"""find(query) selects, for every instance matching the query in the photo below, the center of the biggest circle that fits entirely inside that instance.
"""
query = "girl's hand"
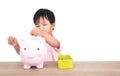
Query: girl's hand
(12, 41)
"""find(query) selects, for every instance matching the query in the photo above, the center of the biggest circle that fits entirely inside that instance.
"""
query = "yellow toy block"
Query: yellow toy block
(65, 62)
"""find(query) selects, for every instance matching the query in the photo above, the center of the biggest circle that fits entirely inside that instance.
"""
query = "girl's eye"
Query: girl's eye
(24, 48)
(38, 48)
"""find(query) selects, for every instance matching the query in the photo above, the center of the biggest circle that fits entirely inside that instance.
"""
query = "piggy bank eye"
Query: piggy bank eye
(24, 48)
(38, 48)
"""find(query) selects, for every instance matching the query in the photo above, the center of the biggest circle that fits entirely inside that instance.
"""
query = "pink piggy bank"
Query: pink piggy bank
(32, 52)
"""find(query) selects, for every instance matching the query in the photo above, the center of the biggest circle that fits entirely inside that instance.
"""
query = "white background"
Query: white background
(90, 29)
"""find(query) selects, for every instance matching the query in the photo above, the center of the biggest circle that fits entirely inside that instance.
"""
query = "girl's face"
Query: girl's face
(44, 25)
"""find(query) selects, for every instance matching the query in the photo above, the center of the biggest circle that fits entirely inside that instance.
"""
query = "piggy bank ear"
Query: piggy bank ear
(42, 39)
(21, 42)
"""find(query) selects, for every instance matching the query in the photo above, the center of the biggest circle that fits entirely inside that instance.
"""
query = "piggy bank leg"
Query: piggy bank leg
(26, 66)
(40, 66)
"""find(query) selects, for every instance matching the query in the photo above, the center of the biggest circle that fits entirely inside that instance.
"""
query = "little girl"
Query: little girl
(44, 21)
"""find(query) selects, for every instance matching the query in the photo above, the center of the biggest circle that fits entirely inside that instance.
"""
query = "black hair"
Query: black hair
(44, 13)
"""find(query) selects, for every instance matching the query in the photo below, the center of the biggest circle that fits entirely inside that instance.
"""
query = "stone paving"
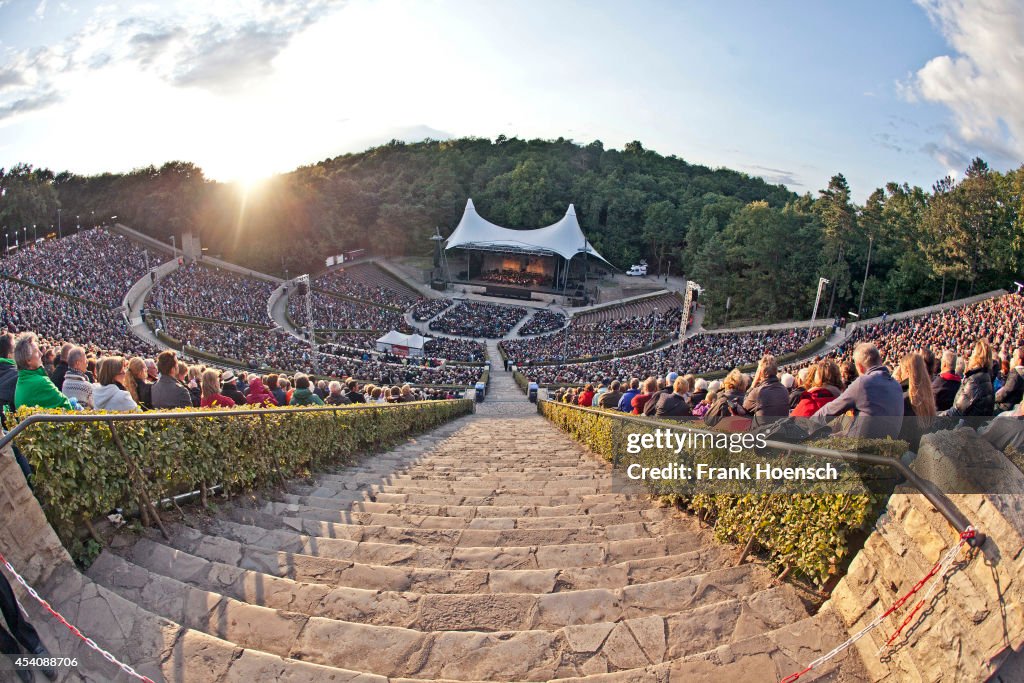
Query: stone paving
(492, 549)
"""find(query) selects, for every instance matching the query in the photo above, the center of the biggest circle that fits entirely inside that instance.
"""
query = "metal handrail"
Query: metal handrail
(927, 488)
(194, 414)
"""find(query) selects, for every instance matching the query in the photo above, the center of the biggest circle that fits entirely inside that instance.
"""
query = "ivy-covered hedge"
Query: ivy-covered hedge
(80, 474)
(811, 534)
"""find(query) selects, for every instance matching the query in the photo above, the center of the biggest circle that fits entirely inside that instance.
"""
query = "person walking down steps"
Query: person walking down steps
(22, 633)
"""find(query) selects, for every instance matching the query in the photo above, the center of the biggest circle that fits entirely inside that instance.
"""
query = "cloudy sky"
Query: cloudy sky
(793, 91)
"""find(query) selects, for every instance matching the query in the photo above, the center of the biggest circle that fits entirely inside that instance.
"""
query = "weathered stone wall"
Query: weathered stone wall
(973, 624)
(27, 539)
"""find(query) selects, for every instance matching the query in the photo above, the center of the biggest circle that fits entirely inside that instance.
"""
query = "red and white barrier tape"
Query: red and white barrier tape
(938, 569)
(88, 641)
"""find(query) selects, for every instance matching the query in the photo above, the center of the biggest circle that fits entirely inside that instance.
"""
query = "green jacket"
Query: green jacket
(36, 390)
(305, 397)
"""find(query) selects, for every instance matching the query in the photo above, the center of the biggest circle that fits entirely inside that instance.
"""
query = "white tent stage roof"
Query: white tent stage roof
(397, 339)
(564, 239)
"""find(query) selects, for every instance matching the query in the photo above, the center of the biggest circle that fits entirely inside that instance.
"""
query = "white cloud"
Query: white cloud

::::::::::

• _WHAT THE TASK ASKS_
Restate the records above exactly, less any pictures.

• _OUTPUT BELOW_
"""find(query) selects, for every instance matching the query in the photo below, the center of the biggest circle that fits entirely inside that instance.
"""
query = "girl's hand"
Query: girl's hand
(12, 41)
"""find(query) selects, for every instance matching the query in the photo above, the center of the biggest circle that fits entirely inside that instance.
"""
query = "yellow toy block"
Query: yellow toy block
(65, 62)
"""find(query) selects, for every instance matching the query in the photo above, the center of the biggest circle that fits entirely inside that instance.
"""
query = "girl's eye"
Query: girl's eye
(24, 48)
(38, 48)
"""find(query) selects, for every instance matching the query in the photo above, the center of the biggest circle that fits entirely inside that instance.
"""
query = "piggy bank eye"
Query: piggy bank eye
(24, 48)
(38, 48)
"""find(query) selects, for every instance matching the query in the photo above, the center of the biggest circle that fits entirely inside that instance.
"""
query = "pink piggy bank"
Query: pink piggy bank
(32, 52)
"""find(query) selects, for every instance matching the query in the photo above, the center of the biggest circle that fits entirely inside that instance.
"""
query = "white background"
Query: white background
(90, 29)
"""find(query) selects, for every instance matching the query in the photo above, the center of the biggest circle that fits entirely inside that instance.
"""
query = "girl's face"
Query: girl's face
(44, 25)
"""find(query) selects, for every instance matching the query in the photo above, the center of the biggest circle that fits entirely inside that instance.
"""
query = "piggy bank ear"
Query: piggy bank ear
(42, 39)
(21, 42)
"""find(query) selects, for every instance matching the query in the photo above, the center of the biggest circle that fits entirely inside that instance.
"""
query = "piggy bank leg"
Query: piggy bank leg
(26, 66)
(40, 66)
"""find(query) selects, for every instance matching the query in the photo above, the center of the biggest circle that fits entirely inside that instance.
"""
query = "little girl"
Query: little girl
(44, 21)
"""find(query) selects, for every instance matching the query in the photo above, the center of the biggest circle that fits entirely inside that instance.
"""
query = "black hair"
Query: black hair
(44, 13)
"""find(query) selects, for every instance matching the query in the photo below, the center of the biggest circle that fits entirely inside that instance.
"""
query = "stone paving"
Query: stone paving
(492, 549)
"""find(query) selects, for every instance matching the query in the photo above, the center of the biggest circle that fits entirely inside that instance.
"""
query = "metal handrail"
Query: metal handrail
(927, 488)
(194, 414)
"""find(query) selects, for every instance matching the query in the photo above, the center of the biggest circle that fits entirely inside that instance.
"""
query = "ivy-covered hedge"
Query: ivy-covered hedge
(80, 474)
(811, 534)
"""find(query) selects, for every instance matching the query in the photo above, the center of the biggest circle that fits entirely inside that instance.
"""
query = "person walking down steps"
Query: person walking down steps
(22, 633)
"""find(query) selects, for every instance matching the query in the photo above, the center of the biggest circle that fits entirely inside that instance.
"""
query = "cloudy sky"
Query: cloudy sky
(793, 91)
"""find(query) selects, for every instance matching the query in the photo above, the center of the biggest circle that fits entirely inside that instance.
"""
query = "weathered stone wall"
Query: weathered stone wall
(973, 624)
(27, 539)
"""find(query) selects, for every instance matching the query in the photo above, the center of the biggest circle that fits entirely inside that instance.
"""
query = "red and white barrier tape"
Query: red and white barrier tape
(938, 569)
(88, 641)
"""find(query) selects, for every instance matching the query in the photo above, the center of the biggest circle that fits entirely inside that instance.
"""
query = "green jacket"
Query: green jacket
(36, 390)
(305, 397)
"""find(query) selects, for every instance matching the query in the photo above, the center of the biggest circle that fits entirely inside that instance.
"""
query = "white tent stage roof"
Query: white tent stage roof
(397, 339)
(564, 239)
"""find(query) selects, for every instance matching the query in the photo above, the center of the biggest circle that fits entirely inside that instance.
"""
query = "white cloud"
Query: white cloud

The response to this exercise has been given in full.